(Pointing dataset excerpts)
::::::

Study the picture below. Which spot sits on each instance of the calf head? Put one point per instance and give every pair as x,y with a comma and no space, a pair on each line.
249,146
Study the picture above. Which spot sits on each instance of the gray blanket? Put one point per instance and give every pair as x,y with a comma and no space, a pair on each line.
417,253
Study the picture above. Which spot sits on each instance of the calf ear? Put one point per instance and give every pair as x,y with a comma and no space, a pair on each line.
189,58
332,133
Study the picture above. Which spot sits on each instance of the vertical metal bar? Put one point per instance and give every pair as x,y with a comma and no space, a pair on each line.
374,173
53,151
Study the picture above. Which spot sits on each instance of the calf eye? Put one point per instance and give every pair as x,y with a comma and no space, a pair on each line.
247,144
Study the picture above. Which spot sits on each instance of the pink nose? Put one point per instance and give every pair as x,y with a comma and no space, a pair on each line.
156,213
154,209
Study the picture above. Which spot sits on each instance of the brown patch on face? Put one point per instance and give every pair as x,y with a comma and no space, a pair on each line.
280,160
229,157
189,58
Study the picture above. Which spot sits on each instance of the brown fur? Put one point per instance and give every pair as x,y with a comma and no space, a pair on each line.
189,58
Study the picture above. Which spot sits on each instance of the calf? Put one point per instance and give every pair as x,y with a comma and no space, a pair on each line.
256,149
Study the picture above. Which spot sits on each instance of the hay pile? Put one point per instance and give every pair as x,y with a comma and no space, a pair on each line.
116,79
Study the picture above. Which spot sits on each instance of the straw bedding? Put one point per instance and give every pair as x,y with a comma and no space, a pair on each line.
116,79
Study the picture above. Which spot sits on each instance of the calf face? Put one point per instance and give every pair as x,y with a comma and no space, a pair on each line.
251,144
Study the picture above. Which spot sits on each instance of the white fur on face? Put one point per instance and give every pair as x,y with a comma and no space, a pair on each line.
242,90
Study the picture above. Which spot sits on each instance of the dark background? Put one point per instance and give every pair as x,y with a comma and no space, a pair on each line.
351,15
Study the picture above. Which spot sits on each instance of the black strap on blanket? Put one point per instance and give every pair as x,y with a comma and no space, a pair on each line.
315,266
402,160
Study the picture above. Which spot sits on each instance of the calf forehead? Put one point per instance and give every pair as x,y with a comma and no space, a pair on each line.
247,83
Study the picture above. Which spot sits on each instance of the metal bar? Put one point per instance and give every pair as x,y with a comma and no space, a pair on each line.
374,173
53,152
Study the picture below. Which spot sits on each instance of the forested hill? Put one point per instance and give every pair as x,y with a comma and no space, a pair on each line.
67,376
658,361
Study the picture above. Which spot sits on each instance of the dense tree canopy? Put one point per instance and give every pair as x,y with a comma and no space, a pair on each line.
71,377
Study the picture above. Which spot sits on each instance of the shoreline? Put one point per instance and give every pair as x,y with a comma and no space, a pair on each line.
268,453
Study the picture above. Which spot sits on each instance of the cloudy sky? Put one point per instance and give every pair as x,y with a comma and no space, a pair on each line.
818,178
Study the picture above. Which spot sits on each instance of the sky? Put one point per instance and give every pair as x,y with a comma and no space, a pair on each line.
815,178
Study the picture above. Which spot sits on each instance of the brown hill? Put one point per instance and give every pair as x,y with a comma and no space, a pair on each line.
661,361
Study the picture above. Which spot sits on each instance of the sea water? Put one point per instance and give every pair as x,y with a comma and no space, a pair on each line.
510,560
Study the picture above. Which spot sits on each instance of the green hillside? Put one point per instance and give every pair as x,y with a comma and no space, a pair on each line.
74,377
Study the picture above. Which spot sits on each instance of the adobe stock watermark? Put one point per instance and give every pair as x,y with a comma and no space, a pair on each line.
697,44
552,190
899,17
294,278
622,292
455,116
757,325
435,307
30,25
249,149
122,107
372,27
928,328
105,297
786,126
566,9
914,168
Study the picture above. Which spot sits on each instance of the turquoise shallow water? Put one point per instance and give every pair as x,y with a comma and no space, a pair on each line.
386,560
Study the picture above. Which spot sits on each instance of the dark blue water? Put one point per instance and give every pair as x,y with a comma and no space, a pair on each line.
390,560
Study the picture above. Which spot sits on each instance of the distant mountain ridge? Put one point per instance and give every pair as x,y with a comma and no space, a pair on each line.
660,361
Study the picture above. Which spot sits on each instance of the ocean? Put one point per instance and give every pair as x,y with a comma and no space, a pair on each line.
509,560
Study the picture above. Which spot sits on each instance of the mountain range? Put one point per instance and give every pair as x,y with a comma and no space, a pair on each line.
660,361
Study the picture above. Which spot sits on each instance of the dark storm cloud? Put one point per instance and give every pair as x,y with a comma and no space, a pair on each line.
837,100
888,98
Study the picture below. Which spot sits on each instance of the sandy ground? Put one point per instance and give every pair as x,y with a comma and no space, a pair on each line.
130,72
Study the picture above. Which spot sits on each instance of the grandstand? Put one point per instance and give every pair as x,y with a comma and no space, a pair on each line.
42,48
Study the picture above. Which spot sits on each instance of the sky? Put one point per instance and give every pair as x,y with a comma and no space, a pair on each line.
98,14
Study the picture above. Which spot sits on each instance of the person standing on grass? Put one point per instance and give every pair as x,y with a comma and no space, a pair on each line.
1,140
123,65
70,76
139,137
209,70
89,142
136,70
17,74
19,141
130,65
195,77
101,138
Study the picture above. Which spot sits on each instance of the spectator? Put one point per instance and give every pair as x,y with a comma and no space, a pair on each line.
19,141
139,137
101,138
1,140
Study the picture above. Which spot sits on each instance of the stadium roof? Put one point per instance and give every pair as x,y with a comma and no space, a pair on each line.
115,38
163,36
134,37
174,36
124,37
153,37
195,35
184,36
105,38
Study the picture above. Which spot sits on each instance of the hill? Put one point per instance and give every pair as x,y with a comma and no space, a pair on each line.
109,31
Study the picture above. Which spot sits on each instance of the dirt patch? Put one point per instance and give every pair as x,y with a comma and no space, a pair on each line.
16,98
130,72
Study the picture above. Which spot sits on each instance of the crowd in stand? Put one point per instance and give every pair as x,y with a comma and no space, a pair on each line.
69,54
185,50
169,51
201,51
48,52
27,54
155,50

::::::

▶ Directive
Write out the listing once more, matching it exactly.

▶ Solution to the exercise
Study the picture below. Which spot sits on each instance of the calf head? Put one point per instance and give every pair as x,y with a comma and no space, a pair on each line.
249,146
Study the picture above. Which spot sits on each instance of the gray blanket? Put one point per instance and give every pair as x,y with a comma and no space, a pair on each line.
417,253
Study the picture above. Which spot sits on each instance of the calf ear? Put one point per instance and give every pair as x,y with a comma and no space, a pair on each line.
189,58
332,133
Study the picture above. Which spot sits on each instance of the vertical metal bar? Put one point per instance and give every pair as x,y with a comma and no space, a pair on each line.
374,173
53,151
Study the picture above. Which spot sits on each instance of the calf eye? Put one point per instance and give every pair as x,y with a comma and no space, a pair on each line.
247,144
Study the picture above. Which spot sits on each instance of the pink nose? Put one point per instance and give every pair as x,y with a comma and no space, a pair on each line.
156,213
154,209
Study the picture above. Which spot sits on each instance of the brown patch on face? Put one point per instance and give every pair as x,y with a comma and no space, a pair on each line.
280,160
229,157
189,58
Study the picture above. Which spot sits on each instance of the brown fur? Put one point per instance and give every pair as x,y with a comma and no space, a pair on each line.
189,58
Study the picture above. Which spot sits on each instance of the calf? Put one point per instance and give every pair as x,y with a comma and no space, a pair on each line.
256,149
Study the picture above. Which spot sits on each instance of the hay pile? Put one point per instance and give every pair as x,y with a comma and no space, a pair on each line.
116,79
Study the picture above. Which spot sits on each instance of the straw bedding? Put one point per instance and give every pair as x,y with a comma and no space, a pair on each line.
116,79
Study the picture above. Which spot sits on each instance of the calf face? Put one point per instance and give every pair as x,y with a comma and no space, a pair on each line.
251,144
Study the picture above. Which spot sits on each instance of the white fur on face? Put one point per instance and give every pair as x,y with a comma and no space, a pair on each line.
242,90
Study the picture above. Which spot sits on each instance of the dark background? Put one point per instance and give every pair as x,y with a comma and no space, a pair on each line.
351,15
Study the picture above. Which spot sits on each instance of the black strap on blanket? Put one point per instance and give every pair as x,y with a comma and no space, a pair on each line.
315,266
402,160
Study the picture above. Which spot sits on each instance of the calf forehead? Put one point per instance and give every pair as x,y with a comma and no space, a pair on each line.
247,83
Study the picture above. Which spot sits on each instance of the metal bar? Put one point per instance and give every pair as x,y with a comma and no space, a pair on each line.
374,173
53,152
Study the picture below. Which spot sits on each instance of the forested hill? Put one point per instance and give every pair as x,y with a comma and no space, a pair on each line.
67,376
658,361
Study the picture above. Which spot sits on each instance of the dense tree canopy? Put one point per instance and give every pair as x,y with a comma and no space, a pair on each line.
71,377
Study the picture above. Which spot sits on each instance of the shoreline? Put one point per instance and give every pair as x,y with a comma and no space, a pair on each line.
268,453
Study the picture above. Which spot sits on each instance of the cloudy sky? Put one point per instance and give every pair as x,y with a comma and no space, a pair on each line.
818,178
Study the picture above. Which spot sits on each instance of the sky? Put one point per instance and give every pair as x,y with a comma and no space, a pair on each line.
815,178
Study the picture above. Which spot sits on each instance of the brown hill? Put one point per instance and give every pair as x,y with a comma and no space, a pair on each line.
661,361
Study the picture above. Which spot sits on each instance of the sea water? Put one point per instance and give every pair as x,y with a comma and no space, a pair on each line.
510,560
Study the picture above. Which spot sits on each instance of the green hillside? Put one point per instance and give every pair as x,y with a comma and no space, a pair on each line.
74,377
Study the picture above. Which spot sits on each instance of the adobe stock watermark? Put one point per instance and give every pair as x,y with a comma and no space, a pair on each line.
697,44
552,190
899,17
294,278
622,292
455,116
757,325
435,307
30,25
249,149
122,107
372,27
928,328
105,297
786,126
566,9
914,168
Study the picture above. Which spot sits on each instance of the turquoise shallow water? Put one point per instance and give every pair as x,y with a comma and no space, a pair on each line.
386,560
Study the picture above. Which spot sits on each instance of the dark blue water? Put one point per instance and give every pair as x,y with a comma and no space, a pair on each line.
390,560
Study the picture above. Which spot sits on each instance of the distant mountain ridge? Put one point per instance and give every pair as x,y with a comma and no space, a pair on each line.
660,361
Study the picture above. Which spot sits on each instance of the ocean? Put one point per instance and give every pair as x,y with a comma and no space, a pair on each line.
509,560
Study the picture above. Which spot sits on each instance of the mountain range? Put one point per instance and give every pair as x,y with a comma and no space, a pair on each line.
660,361
Study the picture above. Which spot sits on each instance of the dark storm cloud? Put one point per instance and give every pair as x,y with a comma and no space, a pair on each line.
837,100
888,98
Study the picture below. Which spot sits on each instance of the sandy ground? Put one point per instance and give every pair as x,y with a comma and no space, a pair on each line.
130,72
Study the picture above. Which spot sits on each instance of the grandstand? Put one point per instance and give every pair as x,y with a comma and no space, a pair on each line.
42,48
Study the picture above. Which spot sits on each instance of the sky? Put one point per instance and give every pair as x,y with a comma and no space, a pair on each line.
98,14
Study the picture above. Which spot sits on each instance of the person standing on grass? Put one point per instance and give every pair as x,y with a comma and no space, a pair on each line.
1,140
123,65
70,76
139,137
209,70
89,142
136,70
17,74
19,141
130,65
195,77
101,138
Study the picture above. Which spot sits on each instance of the spectator? Put one point per instance and give every pair as x,y with a comma and no space, a pair on each line.
19,141
139,137
101,138
1,140
Study the picture above. Which spot sits on each instance of the stadium roof? Put one point per instance and give every pair as x,y with a comma and no space, a pair on each line.
115,38
163,36
134,37
174,36
124,37
153,37
195,35
184,36
105,38
Study the picture above. Which spot sits on each instance of the hill? Put one point per instance and give every pair as x,y with a comma and no space, a pair on each line.
109,31
Study the picture above. Which spot sits on each instance of the dirt patch? Put one point per instance and give every pair as x,y with a comma and no space, a pair on each line.
16,98
130,72
Study the picture above. Which spot sits on each instance of the crowd in stand? Put one point per instance and give every pair as x,y with a comma and no space, a pair on each line.
69,54
185,50
169,51
201,51
48,52
27,54
155,50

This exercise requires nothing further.